== Problem requirements ==
For the string "white", report how many lines in the records below contain it, and nothing more.

== Dataset content ==
=== Section Start ===

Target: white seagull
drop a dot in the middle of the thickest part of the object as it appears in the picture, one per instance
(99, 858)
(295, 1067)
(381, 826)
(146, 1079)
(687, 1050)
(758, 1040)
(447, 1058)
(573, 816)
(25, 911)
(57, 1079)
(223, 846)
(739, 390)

=== Section End ===
=== Section Start ===

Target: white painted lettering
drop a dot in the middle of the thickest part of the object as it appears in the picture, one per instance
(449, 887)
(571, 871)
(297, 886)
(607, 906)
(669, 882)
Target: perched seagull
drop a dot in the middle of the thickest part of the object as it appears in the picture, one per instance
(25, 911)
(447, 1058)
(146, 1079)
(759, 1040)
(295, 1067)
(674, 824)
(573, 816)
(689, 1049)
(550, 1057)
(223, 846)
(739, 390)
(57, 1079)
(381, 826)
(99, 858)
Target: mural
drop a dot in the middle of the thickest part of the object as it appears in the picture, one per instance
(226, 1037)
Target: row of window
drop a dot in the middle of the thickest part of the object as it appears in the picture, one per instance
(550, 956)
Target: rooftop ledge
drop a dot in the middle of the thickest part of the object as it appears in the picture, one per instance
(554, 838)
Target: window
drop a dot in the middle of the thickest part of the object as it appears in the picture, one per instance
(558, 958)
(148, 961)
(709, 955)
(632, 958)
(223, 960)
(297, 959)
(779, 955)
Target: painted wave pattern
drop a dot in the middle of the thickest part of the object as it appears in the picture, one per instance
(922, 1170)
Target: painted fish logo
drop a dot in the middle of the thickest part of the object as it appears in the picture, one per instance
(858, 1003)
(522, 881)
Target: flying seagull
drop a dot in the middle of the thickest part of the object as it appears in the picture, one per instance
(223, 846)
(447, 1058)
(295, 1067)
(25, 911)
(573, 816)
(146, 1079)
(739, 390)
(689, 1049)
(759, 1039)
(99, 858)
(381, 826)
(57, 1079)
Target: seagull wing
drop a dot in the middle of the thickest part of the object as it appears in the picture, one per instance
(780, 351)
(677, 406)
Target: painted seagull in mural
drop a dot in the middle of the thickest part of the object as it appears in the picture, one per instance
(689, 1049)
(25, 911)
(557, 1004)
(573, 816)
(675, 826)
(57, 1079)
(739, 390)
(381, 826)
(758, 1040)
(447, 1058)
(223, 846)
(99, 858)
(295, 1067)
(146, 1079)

=== Section End ===
=== Section Start ===

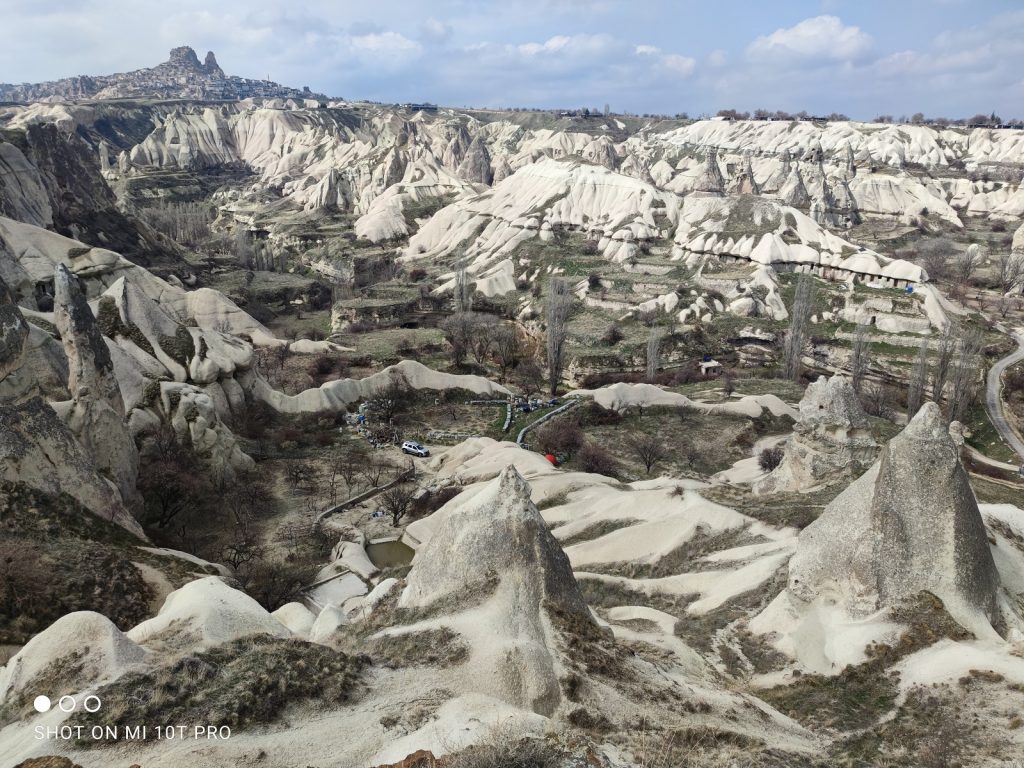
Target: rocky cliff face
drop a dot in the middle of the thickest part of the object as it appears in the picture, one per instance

=== Section End ===

== Solution to this problem ==
2